(Coordinate annotation entries)

★ ★ ★ ★

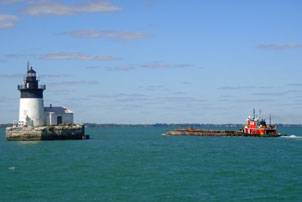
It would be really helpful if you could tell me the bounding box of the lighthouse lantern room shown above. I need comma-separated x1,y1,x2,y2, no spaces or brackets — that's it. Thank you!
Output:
18,65,46,127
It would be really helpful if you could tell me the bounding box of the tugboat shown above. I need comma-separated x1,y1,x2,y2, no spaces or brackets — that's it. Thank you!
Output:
243,109,280,137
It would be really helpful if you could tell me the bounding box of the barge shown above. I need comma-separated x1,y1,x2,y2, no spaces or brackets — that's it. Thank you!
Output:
166,110,280,137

★ ★ ★ ★

→ GOAL: Please turn the material into a numbered list, starting at the line that has "of the barge" and running through the last line, with blank lines left out.

→ EXERCISE RESULT:
1. It would be really helpful if you could tell me the bounding box of the barge shown above. I need comma-separated x1,y1,x2,y2, no spaces or brackets — that's it. Thank you!
2. Output:
3. 166,110,280,137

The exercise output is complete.